▶ [Text section]:
The phrase “shocks the nation” gets overused.

But two hate crimes, decades apart, sent out shock waves whose reverberations echo today.

The kidnapping, torture, and murder of Emmett Till – an African-American Chicago boy – in rural Mississippi became a catalyst for the civil rights movement. The images of his body, found badly beaten and tied with barbed wire to a cotton gin, ignited a nation. Two men were found innocent by an all-white jury. They later confessed their crime to a magazine but were not retried. Both are now dead.

On Thursday, The Associated Press reported that the Justice Department has reopened its investigation into the 1955 murder. Till’s family asked it to do so after a book came out in 2017 in which the woman who claimed the 14-year-old boy cat-called her and grabbed her by the waist admitted her story was “not true.”

“Nothing that boy did could ever justify what happened to him,” Carolyn Bryant Donham told research scholar Timothy Tyson.

▶ [Provided information]:
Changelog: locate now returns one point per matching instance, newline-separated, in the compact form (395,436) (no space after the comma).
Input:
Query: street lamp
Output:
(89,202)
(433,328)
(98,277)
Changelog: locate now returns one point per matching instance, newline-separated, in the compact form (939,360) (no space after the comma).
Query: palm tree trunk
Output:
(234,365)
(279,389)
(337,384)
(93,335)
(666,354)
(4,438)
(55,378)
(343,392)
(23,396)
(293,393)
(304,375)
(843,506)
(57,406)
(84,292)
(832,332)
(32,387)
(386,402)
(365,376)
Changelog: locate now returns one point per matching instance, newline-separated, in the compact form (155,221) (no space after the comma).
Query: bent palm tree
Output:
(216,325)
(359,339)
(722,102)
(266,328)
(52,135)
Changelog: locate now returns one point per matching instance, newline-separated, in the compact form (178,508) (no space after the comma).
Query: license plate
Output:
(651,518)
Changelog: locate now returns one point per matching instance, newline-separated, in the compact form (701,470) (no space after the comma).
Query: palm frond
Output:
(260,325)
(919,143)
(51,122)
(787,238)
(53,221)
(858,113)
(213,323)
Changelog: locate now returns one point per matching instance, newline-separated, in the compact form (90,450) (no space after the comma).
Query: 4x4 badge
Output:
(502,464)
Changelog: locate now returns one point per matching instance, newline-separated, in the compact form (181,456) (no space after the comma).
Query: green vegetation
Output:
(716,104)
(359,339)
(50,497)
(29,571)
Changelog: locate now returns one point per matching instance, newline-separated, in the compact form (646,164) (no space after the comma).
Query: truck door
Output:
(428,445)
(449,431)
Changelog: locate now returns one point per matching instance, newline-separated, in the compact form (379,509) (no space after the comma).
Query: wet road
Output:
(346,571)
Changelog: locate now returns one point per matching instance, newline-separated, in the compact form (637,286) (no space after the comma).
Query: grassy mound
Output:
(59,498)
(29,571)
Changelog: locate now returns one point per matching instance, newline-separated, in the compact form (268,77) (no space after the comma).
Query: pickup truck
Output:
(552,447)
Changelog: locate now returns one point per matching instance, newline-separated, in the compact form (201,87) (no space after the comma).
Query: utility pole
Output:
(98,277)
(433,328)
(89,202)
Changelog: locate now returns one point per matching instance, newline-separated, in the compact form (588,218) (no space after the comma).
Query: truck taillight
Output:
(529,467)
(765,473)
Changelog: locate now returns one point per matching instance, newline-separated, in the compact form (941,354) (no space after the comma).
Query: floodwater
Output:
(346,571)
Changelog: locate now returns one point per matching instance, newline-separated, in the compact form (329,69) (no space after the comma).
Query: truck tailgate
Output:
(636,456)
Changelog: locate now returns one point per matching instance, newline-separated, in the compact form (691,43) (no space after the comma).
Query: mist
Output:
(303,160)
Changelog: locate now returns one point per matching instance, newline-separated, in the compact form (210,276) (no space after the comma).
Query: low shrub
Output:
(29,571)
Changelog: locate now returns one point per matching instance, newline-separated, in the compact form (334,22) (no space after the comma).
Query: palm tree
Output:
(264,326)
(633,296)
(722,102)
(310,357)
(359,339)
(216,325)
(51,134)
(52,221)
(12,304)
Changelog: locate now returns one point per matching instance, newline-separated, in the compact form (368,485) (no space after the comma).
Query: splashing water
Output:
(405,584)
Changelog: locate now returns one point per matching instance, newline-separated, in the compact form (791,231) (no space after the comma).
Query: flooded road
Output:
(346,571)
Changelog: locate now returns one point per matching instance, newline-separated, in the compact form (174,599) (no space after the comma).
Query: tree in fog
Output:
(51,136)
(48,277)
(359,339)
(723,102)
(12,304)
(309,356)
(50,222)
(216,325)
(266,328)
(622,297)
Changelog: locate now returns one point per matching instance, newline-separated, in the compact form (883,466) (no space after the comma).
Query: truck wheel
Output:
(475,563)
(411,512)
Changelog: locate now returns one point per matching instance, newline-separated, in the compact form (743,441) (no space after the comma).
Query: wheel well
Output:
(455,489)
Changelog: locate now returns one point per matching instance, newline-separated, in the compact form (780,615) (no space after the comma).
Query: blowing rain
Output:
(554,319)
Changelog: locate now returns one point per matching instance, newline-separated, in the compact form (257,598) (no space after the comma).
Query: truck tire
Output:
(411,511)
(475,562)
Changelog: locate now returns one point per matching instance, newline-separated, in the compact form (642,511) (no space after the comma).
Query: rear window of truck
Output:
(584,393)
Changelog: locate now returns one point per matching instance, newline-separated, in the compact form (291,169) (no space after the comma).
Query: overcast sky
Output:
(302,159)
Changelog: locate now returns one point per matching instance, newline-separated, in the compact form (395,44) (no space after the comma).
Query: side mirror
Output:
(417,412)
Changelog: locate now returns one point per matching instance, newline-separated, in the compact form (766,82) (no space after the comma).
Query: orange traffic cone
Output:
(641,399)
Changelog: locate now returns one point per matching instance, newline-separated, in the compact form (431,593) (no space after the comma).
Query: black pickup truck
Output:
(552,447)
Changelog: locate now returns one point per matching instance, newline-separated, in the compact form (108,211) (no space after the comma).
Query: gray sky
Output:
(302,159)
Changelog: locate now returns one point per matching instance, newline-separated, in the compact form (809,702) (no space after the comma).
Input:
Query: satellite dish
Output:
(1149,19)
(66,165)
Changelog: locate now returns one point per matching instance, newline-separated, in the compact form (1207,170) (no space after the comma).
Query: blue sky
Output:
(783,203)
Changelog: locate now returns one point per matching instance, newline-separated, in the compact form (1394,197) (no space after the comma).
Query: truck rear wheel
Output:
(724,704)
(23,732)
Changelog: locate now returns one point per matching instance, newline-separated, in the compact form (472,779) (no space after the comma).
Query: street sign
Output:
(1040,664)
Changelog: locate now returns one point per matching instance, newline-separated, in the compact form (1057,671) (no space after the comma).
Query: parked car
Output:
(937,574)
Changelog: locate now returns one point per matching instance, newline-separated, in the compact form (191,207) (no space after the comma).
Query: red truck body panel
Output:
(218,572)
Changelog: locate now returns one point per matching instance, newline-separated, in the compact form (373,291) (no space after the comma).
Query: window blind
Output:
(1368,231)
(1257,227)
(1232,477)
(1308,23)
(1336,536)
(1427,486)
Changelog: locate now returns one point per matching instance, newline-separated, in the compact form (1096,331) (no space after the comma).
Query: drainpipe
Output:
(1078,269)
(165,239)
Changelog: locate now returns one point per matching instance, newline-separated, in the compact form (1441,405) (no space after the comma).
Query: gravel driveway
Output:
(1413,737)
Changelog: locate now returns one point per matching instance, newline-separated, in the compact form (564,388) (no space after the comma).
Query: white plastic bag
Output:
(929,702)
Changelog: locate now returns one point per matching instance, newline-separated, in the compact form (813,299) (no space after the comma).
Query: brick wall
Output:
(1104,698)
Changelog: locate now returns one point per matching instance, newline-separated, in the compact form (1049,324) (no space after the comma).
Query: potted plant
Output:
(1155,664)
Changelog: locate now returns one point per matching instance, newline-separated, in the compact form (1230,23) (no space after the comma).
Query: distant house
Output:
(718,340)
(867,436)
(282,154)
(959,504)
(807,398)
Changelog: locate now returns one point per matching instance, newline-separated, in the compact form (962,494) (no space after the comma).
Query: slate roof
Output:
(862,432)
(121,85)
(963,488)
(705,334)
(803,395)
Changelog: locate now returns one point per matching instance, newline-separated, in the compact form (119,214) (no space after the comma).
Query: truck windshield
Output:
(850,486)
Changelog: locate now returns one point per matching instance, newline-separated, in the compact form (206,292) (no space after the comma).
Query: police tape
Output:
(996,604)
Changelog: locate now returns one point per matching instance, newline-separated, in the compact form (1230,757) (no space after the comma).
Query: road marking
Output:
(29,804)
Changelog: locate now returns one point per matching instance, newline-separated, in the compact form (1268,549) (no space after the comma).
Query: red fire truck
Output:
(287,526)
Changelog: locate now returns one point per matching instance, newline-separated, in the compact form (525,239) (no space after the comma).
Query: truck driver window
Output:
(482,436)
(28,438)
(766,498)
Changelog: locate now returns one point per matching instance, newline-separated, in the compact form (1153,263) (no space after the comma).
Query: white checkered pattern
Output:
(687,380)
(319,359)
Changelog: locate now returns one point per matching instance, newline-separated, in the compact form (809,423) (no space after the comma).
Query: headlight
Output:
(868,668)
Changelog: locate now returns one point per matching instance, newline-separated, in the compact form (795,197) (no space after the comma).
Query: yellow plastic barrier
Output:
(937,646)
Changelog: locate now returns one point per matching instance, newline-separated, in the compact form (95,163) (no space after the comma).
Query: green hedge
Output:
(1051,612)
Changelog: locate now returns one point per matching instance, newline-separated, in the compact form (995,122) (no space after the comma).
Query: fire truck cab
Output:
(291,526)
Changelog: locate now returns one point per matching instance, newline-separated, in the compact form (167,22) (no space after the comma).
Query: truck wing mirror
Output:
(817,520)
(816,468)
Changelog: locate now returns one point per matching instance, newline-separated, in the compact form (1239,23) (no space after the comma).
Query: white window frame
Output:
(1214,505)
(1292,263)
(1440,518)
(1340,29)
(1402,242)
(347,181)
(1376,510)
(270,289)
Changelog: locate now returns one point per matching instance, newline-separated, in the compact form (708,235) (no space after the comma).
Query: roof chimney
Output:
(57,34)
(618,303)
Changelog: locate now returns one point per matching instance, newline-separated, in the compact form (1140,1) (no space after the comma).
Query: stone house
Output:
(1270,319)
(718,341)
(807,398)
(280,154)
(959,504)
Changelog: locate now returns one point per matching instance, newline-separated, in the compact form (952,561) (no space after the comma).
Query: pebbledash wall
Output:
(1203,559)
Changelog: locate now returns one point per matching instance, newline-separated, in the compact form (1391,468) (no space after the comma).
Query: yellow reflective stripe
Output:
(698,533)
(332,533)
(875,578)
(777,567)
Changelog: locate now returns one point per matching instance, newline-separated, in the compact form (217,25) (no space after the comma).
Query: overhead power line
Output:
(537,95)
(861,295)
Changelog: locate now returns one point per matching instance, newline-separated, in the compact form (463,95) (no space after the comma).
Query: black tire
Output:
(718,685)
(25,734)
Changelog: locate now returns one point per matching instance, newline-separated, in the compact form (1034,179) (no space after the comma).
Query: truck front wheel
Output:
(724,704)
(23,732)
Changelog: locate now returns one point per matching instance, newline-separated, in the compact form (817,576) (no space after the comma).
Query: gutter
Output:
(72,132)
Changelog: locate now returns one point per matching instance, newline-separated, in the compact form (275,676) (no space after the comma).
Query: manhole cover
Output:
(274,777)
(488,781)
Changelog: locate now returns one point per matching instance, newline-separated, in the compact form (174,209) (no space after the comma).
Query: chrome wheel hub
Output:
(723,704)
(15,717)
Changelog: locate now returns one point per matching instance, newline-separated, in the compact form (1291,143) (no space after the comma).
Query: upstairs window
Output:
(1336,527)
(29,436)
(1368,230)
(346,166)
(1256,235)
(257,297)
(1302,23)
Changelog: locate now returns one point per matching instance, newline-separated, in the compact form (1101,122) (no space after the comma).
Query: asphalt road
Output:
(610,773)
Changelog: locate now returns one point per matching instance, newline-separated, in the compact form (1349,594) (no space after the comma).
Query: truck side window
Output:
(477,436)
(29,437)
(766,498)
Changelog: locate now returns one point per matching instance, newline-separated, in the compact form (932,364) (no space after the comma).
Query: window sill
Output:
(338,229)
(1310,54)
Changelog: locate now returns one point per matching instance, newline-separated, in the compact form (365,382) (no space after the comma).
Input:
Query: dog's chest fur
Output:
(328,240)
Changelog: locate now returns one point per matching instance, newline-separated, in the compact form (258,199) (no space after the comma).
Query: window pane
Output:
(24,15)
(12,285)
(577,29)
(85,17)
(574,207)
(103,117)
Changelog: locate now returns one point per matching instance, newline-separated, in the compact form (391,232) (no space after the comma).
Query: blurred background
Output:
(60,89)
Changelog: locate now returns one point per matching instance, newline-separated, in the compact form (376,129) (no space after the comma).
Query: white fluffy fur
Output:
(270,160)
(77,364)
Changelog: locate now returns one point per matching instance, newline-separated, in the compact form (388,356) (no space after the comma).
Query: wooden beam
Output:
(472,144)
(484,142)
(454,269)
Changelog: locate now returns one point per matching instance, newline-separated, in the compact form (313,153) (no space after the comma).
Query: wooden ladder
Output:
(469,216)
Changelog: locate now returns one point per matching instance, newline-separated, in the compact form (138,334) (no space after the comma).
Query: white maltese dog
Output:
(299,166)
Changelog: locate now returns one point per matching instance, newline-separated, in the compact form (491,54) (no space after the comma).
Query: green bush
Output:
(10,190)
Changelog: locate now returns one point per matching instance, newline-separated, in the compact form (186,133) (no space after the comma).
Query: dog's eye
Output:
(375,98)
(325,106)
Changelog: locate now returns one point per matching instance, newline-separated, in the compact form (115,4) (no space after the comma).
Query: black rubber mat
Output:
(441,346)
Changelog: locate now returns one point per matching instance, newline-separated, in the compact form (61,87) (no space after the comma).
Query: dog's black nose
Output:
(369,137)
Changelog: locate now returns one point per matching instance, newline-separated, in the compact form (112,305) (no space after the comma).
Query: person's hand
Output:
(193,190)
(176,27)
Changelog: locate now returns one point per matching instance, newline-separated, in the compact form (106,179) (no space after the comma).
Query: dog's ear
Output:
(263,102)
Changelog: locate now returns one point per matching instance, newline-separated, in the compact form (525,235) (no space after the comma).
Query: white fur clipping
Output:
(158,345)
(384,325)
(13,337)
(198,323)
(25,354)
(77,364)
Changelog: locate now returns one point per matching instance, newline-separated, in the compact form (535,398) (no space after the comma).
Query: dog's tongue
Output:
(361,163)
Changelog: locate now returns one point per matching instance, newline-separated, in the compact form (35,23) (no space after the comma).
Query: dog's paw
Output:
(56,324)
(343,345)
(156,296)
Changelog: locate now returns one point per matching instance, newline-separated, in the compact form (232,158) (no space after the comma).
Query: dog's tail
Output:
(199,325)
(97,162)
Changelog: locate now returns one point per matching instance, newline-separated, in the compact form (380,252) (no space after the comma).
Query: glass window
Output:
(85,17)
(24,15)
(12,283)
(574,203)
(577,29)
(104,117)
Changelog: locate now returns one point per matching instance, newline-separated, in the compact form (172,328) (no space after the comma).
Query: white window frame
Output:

▶ [Your goal]: Reproduce the passage on the Emmett Till case above word for word, from "The kidnapping, torture, and" up to and including "are now dead.".

▶ [Reply to the exercise]:
The kidnapping, torture, and murder of Emmett Till – an African-American Chicago boy – in rural Mississippi became a catalyst for the civil rights movement. The images of his body, found badly beaten and tied with barbed wire to a cotton gin, ignited a nation. Two men were found innocent by an all-white jury. They later confessed their crime to a magazine but were not retried. Both are now dead.